## [Stated exercise]
Locate every line below that contains the word "Segment" and copy each one out. Case counts.

------------------------------------

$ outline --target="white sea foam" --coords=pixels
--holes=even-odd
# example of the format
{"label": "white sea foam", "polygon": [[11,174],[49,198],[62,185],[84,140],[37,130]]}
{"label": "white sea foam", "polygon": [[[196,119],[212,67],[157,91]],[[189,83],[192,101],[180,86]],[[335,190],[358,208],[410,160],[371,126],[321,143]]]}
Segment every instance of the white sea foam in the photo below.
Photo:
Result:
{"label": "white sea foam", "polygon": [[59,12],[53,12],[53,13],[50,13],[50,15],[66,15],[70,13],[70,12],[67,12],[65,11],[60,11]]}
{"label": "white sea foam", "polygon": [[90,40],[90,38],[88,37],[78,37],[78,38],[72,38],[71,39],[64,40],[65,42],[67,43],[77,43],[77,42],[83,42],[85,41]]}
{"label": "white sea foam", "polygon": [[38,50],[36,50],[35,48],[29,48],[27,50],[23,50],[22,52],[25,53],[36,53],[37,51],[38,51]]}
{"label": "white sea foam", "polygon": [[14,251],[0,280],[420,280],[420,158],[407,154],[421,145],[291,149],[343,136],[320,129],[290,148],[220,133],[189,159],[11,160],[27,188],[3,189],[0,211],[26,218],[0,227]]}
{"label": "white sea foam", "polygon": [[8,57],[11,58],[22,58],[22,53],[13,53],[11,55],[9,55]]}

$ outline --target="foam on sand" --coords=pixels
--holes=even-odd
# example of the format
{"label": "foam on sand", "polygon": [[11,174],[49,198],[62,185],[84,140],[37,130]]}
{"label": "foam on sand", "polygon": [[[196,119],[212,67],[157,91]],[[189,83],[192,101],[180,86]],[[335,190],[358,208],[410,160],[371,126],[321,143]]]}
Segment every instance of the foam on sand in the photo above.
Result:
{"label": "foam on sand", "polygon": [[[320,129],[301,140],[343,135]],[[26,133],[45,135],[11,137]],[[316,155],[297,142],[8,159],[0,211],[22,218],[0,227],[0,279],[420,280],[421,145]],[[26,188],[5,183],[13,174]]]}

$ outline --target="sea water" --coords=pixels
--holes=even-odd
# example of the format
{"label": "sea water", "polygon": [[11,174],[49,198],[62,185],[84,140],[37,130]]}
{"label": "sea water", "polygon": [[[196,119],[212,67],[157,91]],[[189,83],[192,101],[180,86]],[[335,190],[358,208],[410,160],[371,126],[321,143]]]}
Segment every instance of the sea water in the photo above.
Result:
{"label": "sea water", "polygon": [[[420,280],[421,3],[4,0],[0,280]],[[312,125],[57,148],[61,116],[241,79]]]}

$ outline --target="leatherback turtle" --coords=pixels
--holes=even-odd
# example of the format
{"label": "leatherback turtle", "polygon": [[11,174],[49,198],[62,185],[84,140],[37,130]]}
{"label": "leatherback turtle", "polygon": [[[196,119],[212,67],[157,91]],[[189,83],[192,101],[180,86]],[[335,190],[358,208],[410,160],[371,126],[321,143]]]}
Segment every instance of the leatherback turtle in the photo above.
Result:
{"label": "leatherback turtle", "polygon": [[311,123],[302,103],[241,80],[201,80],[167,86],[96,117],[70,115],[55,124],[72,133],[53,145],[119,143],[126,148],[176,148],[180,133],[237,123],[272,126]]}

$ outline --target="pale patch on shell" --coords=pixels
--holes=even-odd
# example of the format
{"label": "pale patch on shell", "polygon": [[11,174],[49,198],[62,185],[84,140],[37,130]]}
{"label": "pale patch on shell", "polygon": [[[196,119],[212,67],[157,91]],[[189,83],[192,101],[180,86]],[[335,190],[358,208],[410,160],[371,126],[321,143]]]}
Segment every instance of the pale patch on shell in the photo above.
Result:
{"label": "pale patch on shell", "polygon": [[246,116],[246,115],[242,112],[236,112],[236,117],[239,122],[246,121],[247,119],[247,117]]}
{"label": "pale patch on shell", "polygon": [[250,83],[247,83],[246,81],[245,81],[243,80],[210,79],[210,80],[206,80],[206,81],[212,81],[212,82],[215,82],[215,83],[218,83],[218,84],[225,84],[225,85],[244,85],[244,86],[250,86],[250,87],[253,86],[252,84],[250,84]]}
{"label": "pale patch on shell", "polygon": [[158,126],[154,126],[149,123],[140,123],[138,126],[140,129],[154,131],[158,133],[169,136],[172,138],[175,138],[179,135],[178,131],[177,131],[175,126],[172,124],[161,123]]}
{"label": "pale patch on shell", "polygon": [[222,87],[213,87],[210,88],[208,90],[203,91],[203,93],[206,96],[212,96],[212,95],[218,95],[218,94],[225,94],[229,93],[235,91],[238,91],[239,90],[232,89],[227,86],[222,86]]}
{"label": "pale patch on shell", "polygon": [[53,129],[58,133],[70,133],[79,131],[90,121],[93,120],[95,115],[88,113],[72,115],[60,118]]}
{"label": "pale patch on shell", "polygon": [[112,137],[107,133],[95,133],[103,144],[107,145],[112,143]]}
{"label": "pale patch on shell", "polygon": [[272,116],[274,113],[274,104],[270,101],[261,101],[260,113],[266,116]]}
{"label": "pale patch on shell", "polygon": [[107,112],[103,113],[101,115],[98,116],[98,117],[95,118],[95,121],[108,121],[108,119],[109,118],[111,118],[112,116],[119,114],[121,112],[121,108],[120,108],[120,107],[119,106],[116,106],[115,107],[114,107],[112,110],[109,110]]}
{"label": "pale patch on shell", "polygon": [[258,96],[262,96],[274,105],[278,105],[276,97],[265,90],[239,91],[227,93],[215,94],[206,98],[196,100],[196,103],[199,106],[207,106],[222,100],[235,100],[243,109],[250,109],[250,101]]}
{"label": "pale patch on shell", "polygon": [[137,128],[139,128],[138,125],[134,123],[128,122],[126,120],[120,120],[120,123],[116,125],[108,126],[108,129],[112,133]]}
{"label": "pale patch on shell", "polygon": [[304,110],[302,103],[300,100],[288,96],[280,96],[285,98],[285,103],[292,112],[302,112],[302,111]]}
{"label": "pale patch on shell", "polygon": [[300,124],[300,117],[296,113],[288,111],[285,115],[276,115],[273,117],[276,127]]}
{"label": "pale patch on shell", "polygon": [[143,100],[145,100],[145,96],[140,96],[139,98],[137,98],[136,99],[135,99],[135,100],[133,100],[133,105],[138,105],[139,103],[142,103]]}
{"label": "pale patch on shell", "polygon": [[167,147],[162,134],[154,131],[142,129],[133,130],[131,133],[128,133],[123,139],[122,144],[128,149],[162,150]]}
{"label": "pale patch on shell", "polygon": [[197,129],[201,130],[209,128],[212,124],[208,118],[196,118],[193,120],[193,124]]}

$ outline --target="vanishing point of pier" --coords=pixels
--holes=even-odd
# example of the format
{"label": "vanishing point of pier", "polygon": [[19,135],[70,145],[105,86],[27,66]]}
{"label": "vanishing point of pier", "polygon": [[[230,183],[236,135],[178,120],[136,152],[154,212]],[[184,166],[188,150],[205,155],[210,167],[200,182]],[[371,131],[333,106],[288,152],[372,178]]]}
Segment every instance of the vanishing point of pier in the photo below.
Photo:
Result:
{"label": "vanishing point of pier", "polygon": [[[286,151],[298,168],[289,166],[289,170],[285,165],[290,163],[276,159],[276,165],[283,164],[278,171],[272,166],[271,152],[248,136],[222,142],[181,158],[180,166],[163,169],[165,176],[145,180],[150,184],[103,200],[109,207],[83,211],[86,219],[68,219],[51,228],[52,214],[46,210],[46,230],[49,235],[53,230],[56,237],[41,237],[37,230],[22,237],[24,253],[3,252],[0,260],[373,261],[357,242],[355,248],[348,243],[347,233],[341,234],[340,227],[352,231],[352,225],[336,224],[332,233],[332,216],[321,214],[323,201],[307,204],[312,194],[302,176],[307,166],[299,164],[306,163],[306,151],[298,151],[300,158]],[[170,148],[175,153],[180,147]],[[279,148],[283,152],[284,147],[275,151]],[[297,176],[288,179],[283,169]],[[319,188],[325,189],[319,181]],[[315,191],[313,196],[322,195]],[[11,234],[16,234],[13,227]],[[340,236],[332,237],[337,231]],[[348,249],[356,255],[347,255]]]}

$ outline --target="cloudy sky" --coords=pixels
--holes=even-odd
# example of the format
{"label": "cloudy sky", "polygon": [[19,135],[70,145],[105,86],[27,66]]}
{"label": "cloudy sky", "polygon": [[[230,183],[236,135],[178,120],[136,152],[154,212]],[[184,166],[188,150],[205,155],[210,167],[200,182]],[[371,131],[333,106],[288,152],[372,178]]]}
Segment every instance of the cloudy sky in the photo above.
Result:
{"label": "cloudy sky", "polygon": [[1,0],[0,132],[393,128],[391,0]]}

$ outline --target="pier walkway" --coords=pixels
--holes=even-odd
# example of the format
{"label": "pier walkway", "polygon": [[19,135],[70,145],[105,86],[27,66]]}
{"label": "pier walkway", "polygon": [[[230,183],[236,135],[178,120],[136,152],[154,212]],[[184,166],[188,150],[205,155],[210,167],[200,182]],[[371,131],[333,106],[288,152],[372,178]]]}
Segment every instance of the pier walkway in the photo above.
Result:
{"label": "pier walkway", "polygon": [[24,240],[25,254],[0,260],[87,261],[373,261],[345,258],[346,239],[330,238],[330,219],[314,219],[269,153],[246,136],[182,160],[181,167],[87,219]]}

------------------------------------

## [Answer to the exercise]
Segment every instance of the white sea foam in the photo below.
Segment every instance of the foam on sand in the photo above.
Segment every instance of the sea water in the photo above.
Segment every instance of the leatherback turtle in the photo above.
Segment every instance of the pale patch on shell in the photo above.
Segment every instance of the vanishing point of pier in the photo below.
Segment every instance of the cloudy sky in the photo above.
Segment every instance of the pier walkway in the photo above.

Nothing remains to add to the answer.